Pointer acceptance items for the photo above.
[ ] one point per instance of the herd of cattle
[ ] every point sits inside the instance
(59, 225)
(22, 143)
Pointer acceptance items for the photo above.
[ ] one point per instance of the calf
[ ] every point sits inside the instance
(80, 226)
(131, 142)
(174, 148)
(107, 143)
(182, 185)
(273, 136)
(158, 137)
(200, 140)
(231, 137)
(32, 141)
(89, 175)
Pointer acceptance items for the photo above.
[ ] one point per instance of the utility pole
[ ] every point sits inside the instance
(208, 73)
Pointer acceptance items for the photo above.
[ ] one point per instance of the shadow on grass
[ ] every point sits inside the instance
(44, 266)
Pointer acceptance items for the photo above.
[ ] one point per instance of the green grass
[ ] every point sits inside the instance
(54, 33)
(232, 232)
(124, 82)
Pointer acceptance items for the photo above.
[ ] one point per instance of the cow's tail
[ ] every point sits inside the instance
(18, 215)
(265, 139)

* _Aim of the exercise_:
Start at the top line of the records and retype them all exactly.

* _Finished task_:
Pointer acceptance items for the photo above.
[ ] one point per instance of the herd of cattle
[ ] every point sits inside the instance
(59, 225)
(22, 143)
Pointer acceptance items for the photo above.
[ ] one point per instance of the calf
[ ] every point sits inside the instance
(80, 226)
(131, 142)
(174, 148)
(107, 143)
(182, 185)
(273, 136)
(158, 137)
(200, 140)
(231, 137)
(32, 141)
(89, 175)
Pointer acceptance items for the photo above.
[ ] one point per instance of the utility pole
[ ] every point sits inside the instance
(208, 73)
Pointer acceptance items for the photo above.
[ ] one point per instance of the shadow on grass
[ ] every point sits inside the instance
(44, 266)
Pointer acceptance items for the photo above.
[ ] one point per instance of the green grass
[ ] every point sits inside the instance
(54, 33)
(232, 232)
(124, 82)
Pointer acceptance items for the photo above.
[ ] one point per instance of the cow's tail
[ ] every point sits inside the instance
(18, 215)
(265, 139)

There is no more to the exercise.